SELECTED TEXT:
◇ ◇ ◇

# Ready Mix Mortar Consistency / Performance Issues



## Rapscallion (Nov 22, 2012)

I'm at my wits' end  regarding mortar Quikrete Type N mortar; no matter what I do, including letting it 'slack', adding more water, talking to it, gently rocking it in the wheel barrow, etc. it seems to amount to nothing more than very granular, grey, wet sand. 

It starts out looking like a cement / sand mix, but on adding water the cement seems to almost disappear. In the end, its workability is non-existent. And forget about the creamy texture that I keep reading about - nothing creamy about it.

Over the last 5 years building small garden retaining walls I must have purchased several thousand pounds worth of 66 lb bags from different locations. It doesn't seem to be a bad batch issue, unless bad batches are typically shipped to Ontario ... lol!

What I hope members of this forum can contribute is
a) similar experiences with this brand of Type N mortar, so I don't start wondering about my water quality or sanity and
b) ideas about supplements for this mortar mix so that it actually becomes 'creamy' & workable OR
c) ideas on the exact sand & cement (3:1?) I should buy to make my own.

Building with reclaimed brick is challenging enough without having to also contend with questionable mortar.

Many thanks for any experiences or suggestions anyone can share or suggest.

Regards,
Jill-of many trades .. master of none


----------



## dakzaag (Dec 3, 2009)

I have probably personally used over 10,000 bags of Quickrete type N and have never had a single problem. You are just gonna have to face the facts and realize that this is not your garden variety DIY skill. If you want to confirm the consistency and creamy feel of real mortar, just buy a bag of Type N masonry cement and mix with mason sand 3 parts sand to 1 part masonry cement and add water to the necessary texture and compare. There is some difference, but not enough to really make any project impossible to complete. 
This skill set is something that takes years to hone into productive efficiency. Knowing what portion of the process to adjust for the specifics of the job at hand is something that is counter intuitive and takes years of trial and error or a good mentor to figure out. 

Your description sounds to me like your not using enough water. Mix for about five minutes and you should be good to go. Lime can be added and might be needed for reclaimed pavers but you really need lime putty or building lime, not just hydrated lime from a bag.


----------



## joed (Mar 13, 2005)

Sounds like you might be adding too much water.


----------



## Daniel Holzman (Mar 10, 2009)

◇ ◇ ◇

Contour labeling entries:
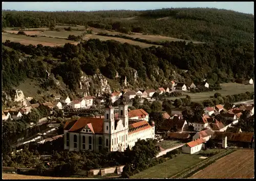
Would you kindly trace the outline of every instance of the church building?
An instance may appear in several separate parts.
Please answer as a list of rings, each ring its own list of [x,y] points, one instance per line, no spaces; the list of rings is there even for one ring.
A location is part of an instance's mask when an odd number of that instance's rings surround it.
[[[104,118],[80,117],[64,126],[64,149],[70,151],[91,150],[98,152],[123,151],[139,139],[155,139],[155,122],[129,118],[128,105],[121,97],[118,116],[115,117],[111,102],[106,106]],[[144,111],[143,110],[143,111]]]

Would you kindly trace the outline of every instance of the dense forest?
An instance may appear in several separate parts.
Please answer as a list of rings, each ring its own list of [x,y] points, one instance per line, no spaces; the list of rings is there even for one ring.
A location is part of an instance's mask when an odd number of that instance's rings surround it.
[[[3,11],[2,14],[4,28],[54,27],[60,23],[206,42],[252,43],[253,41],[253,15],[216,9],[95,12]]]
[[[82,72],[90,75],[100,72],[121,84],[126,76],[131,85],[144,87],[161,86],[173,79],[198,84],[207,79],[213,84],[253,76],[253,46],[249,43],[228,46],[173,42],[168,46],[146,48],[98,39],[77,45],[67,43],[62,47],[26,46],[9,41],[3,44],[4,89],[27,77],[45,79],[46,70],[61,77],[71,90],[77,88]],[[20,61],[18,55],[23,54],[32,57]],[[134,70],[137,81],[134,81]]]

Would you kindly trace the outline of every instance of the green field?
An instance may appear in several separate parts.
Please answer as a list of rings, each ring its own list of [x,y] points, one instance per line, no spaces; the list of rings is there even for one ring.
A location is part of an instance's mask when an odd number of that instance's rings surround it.
[[[245,93],[246,91],[252,92],[254,91],[253,85],[244,85],[237,83],[225,83],[221,84],[221,90],[215,91],[205,92],[199,93],[190,93],[188,92],[183,92],[184,94],[188,95],[193,101],[201,101],[205,99],[209,99],[210,96],[213,96],[215,93],[218,92],[222,95],[233,95]],[[186,96],[178,97],[179,98],[185,98]],[[168,99],[175,100],[177,97],[172,97],[168,98]]]
[[[163,178],[165,175],[170,177],[178,172],[193,165],[196,165],[204,159],[199,159],[201,156],[181,153],[177,157],[142,171],[132,176],[133,178]]]

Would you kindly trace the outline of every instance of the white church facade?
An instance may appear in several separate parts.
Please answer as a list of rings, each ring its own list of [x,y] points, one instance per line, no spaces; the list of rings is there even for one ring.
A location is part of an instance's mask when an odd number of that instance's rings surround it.
[[[109,151],[124,151],[128,146],[130,148],[134,146],[139,139],[155,138],[154,121],[129,119],[128,105],[123,99],[118,109],[118,117],[114,116],[114,108],[108,106],[104,118],[80,117],[67,122],[64,126],[64,149],[98,152],[107,148]]]

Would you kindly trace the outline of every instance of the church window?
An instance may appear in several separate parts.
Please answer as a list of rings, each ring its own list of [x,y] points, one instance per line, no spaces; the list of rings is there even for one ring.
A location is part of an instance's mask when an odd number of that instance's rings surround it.
[[[99,137],[99,145],[102,144],[102,139],[101,138],[101,137]]]
[[[67,146],[69,146],[69,133],[67,133]]]
[[[92,137],[89,137],[89,144],[92,144]]]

◇ ◇ ◇

GOALS:
A: Answer these questions about the mortar thread:
(i) What is the weight of each bag of mortar that Rapscallion reports buying?
(ii) For about how long does dakzaag say to mix the mortar?
(iii) What does joed suggest the poster might be doing wrong?
B: Report every line of the listing that contains the word "church", treating case as significant.

ANSWERS TO THE TASKS:
A:
(i) 66 lb.
(ii) About five minutes.
(iii) Adding too much water.

B:
Would you kindly trace the outline of every instance of the church building?
Would you kindly trace the outline of every instance of the white church facade?
Would you kindly trace the outline of every instance of the church window?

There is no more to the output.